------ Listed entries ------

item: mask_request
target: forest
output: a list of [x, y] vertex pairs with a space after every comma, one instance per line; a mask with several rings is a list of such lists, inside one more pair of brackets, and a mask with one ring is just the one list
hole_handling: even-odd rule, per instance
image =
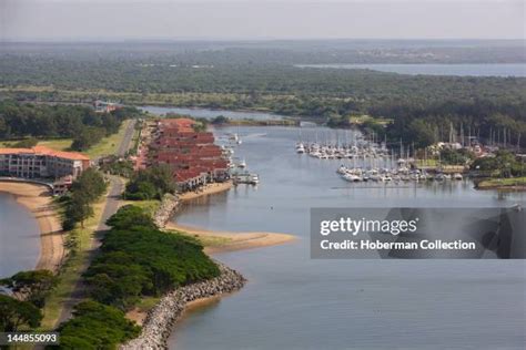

------

Change every "instance" in the records to "object" and give the lines again with nothing else altered, leaving out the picture.

• Complete output:
item: mask_request
target: forest
output: a list of [x, y] vertex pairs with a space after every comma, one object per line; a mask with several rings is a list of such lists, inside one more pair of brackets, and a mask with one ring is just the one list
hole_handling: even-odd rule, per object
image =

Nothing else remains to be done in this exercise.